### SHORT PROBLEM
Count the lines in the material below that contain the word "marker". Give only the number.

### MATERIAL FOR THIS TASK

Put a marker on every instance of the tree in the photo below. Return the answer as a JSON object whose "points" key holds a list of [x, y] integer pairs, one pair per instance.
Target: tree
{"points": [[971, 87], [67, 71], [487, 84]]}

--

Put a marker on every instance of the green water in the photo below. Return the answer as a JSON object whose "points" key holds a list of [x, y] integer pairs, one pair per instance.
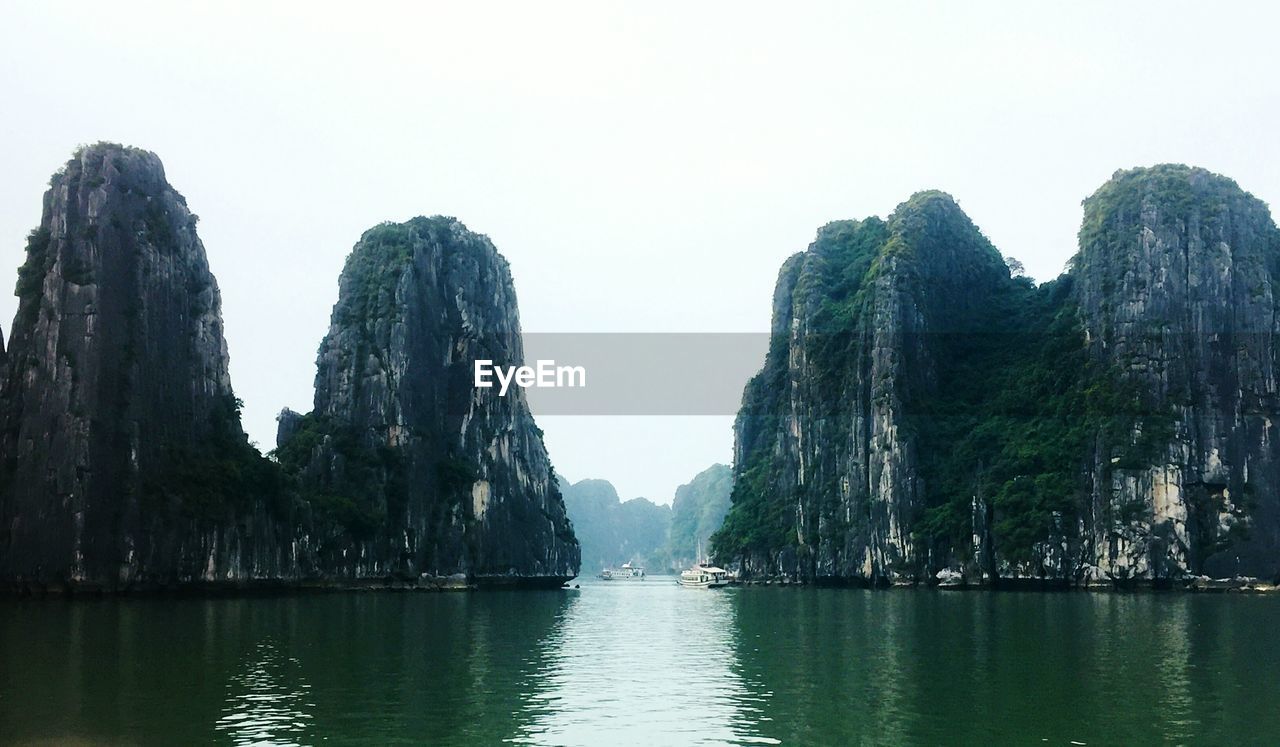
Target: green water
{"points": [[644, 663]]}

### CORRECT OUTPUT
2